Please rewrite the entries from the first line through the line containing "column 507, row 628", both included, swapping "photograph" for "image" and leaving everything else untouched.

┌────────

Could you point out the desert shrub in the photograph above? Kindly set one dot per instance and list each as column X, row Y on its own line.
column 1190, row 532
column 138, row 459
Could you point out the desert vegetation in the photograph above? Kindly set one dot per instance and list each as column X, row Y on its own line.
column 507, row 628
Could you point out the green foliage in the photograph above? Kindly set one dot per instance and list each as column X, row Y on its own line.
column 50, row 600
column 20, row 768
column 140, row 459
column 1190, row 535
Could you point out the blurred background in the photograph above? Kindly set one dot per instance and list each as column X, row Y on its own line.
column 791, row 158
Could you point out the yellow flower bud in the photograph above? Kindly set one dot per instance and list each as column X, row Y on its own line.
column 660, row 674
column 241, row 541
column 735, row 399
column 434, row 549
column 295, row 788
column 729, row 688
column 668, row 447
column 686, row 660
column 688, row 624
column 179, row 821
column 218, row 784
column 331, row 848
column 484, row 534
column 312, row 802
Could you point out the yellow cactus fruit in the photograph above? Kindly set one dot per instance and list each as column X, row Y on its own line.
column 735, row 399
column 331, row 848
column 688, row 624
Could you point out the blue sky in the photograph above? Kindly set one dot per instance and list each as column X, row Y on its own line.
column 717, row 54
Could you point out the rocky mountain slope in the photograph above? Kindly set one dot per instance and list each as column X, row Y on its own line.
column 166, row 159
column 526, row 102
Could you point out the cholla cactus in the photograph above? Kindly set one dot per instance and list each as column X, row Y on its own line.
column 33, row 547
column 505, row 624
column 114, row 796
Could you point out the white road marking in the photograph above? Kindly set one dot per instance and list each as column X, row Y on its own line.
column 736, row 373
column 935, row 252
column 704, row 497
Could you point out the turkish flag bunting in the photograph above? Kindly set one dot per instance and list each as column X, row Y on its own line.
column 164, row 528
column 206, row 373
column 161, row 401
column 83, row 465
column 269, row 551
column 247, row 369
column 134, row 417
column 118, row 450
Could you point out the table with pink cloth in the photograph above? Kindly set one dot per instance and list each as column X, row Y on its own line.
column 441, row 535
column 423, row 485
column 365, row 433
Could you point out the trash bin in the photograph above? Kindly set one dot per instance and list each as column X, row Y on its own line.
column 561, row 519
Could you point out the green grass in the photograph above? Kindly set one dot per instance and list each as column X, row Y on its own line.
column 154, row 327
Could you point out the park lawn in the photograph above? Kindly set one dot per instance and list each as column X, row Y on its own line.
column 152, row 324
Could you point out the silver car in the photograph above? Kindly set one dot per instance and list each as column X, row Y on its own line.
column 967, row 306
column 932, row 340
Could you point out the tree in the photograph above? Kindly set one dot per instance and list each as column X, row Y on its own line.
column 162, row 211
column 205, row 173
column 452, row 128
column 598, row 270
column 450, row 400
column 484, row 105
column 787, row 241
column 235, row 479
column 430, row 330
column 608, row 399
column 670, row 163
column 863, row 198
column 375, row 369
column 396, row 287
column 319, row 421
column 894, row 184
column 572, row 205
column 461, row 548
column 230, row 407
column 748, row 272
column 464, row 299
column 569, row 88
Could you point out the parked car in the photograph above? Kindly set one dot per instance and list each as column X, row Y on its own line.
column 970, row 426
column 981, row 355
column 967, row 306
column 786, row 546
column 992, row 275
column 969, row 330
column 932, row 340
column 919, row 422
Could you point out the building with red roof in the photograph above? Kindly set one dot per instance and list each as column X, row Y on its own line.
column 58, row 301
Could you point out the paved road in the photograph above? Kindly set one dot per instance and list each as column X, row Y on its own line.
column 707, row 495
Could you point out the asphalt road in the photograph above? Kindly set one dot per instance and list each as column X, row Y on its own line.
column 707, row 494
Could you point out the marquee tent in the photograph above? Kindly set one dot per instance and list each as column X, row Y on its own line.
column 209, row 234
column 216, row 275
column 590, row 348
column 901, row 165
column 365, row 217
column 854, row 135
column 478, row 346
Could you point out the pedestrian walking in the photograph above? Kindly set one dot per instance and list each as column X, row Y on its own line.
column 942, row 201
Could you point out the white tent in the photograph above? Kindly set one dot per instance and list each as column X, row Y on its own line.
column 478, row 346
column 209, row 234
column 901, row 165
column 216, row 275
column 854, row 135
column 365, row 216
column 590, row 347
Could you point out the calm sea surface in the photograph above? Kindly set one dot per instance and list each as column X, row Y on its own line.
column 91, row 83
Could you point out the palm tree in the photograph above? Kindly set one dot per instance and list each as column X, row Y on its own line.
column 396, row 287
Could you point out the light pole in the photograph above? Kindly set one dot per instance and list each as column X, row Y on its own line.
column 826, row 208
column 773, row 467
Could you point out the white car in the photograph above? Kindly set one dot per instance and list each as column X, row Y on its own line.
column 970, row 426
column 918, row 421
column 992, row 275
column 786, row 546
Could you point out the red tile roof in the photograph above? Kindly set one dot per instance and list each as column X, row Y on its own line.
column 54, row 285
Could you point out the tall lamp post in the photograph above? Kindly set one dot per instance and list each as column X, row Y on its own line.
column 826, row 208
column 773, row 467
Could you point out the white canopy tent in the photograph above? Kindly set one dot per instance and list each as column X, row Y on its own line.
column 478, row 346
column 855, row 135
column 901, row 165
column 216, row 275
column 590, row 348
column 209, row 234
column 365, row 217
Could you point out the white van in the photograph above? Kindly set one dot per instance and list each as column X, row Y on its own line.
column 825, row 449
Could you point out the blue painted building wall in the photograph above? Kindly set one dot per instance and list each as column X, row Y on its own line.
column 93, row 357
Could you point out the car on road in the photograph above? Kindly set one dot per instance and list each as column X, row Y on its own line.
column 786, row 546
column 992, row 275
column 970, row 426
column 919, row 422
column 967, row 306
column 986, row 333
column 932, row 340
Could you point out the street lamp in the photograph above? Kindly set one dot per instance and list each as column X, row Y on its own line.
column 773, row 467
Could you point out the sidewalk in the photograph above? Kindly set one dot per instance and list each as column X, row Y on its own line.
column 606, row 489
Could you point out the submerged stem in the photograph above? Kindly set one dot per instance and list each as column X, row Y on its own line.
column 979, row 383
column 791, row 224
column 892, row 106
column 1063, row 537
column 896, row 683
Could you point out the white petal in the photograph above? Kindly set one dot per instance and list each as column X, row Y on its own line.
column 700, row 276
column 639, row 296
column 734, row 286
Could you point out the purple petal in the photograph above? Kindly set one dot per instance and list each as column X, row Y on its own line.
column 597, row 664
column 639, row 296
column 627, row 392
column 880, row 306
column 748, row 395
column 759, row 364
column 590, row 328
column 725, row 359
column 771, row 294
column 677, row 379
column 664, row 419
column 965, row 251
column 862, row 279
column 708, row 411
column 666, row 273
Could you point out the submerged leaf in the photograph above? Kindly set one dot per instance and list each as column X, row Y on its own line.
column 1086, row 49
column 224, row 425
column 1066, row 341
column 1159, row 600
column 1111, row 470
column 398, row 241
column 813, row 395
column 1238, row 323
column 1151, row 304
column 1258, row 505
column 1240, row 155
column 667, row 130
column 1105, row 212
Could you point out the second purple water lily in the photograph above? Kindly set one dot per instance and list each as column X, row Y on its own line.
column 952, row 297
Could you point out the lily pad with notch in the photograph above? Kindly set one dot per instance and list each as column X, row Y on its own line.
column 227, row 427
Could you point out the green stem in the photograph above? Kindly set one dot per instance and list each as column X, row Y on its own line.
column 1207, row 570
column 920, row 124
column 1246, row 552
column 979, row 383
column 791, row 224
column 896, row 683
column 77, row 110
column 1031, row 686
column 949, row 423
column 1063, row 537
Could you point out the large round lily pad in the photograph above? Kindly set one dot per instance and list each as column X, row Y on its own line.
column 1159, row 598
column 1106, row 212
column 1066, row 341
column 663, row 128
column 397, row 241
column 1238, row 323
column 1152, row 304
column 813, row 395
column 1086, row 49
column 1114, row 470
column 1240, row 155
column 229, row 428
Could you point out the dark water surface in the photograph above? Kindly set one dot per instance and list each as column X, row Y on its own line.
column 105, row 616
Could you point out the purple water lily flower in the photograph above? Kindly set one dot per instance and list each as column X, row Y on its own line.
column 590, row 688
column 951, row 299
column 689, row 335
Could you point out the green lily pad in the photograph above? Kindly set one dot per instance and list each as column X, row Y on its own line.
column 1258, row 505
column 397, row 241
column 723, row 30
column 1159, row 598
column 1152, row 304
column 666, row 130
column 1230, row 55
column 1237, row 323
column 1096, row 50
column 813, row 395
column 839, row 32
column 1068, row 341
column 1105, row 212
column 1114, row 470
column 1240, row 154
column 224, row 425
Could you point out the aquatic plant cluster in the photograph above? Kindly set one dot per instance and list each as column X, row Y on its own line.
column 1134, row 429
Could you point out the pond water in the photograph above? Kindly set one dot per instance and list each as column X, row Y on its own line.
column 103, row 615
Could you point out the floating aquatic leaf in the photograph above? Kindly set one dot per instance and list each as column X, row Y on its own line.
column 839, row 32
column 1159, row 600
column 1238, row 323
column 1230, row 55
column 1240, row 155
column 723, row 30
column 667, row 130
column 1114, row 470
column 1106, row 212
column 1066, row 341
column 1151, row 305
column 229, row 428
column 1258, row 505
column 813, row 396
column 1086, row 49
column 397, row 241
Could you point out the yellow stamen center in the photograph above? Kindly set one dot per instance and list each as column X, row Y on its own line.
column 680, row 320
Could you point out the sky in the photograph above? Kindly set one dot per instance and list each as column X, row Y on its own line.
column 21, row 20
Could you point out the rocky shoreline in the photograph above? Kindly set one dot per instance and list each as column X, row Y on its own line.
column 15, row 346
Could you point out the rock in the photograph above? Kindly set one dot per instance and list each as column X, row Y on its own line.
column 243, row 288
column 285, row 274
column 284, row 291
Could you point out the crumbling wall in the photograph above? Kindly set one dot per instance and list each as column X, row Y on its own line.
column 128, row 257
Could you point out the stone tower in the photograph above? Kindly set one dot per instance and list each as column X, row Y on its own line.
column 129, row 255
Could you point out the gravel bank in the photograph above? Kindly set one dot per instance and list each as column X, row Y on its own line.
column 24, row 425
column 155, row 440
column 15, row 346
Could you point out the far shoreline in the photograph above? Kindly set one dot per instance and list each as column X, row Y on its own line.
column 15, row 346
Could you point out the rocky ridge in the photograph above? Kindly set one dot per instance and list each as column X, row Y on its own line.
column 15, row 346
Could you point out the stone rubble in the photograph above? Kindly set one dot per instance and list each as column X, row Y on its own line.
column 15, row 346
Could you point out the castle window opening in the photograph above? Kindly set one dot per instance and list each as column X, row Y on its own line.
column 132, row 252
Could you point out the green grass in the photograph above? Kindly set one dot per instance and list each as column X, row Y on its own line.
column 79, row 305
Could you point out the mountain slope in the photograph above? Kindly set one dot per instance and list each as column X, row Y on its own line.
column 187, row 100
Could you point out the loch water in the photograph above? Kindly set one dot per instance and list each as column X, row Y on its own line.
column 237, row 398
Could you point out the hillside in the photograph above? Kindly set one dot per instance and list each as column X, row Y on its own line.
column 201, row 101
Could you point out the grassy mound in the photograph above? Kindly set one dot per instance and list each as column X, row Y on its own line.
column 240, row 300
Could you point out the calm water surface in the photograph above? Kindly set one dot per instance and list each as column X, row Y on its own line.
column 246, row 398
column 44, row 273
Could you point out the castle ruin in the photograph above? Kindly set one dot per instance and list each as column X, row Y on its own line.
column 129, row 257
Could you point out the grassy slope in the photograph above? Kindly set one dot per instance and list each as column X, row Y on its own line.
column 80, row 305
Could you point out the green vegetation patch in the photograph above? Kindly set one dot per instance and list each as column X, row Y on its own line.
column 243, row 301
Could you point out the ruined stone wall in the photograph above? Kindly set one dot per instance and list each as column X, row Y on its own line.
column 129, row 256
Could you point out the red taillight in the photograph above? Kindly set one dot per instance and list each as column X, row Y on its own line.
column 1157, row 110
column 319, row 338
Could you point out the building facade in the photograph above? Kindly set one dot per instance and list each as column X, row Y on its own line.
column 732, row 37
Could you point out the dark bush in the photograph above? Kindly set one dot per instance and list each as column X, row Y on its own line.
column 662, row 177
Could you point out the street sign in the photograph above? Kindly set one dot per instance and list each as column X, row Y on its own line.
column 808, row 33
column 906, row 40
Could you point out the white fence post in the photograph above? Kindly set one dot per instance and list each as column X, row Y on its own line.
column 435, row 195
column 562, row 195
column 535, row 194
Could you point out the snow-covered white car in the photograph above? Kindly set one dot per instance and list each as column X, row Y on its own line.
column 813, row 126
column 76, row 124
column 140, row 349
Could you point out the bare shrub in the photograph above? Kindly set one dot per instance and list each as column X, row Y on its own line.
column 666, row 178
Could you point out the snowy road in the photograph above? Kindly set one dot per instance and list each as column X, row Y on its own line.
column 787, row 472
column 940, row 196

└────────

__SOLUTION TO THE EXERCISE__:
Could you point out the desert shrub in the image above? Kindly set one dot per instance and list each as column X, row Y on its own line.
column 1190, row 532
column 138, row 459
Could you point out the desert vegetation in the image above? Kindly set one dot per instance and list each as column X, row Y on its own line.
column 507, row 628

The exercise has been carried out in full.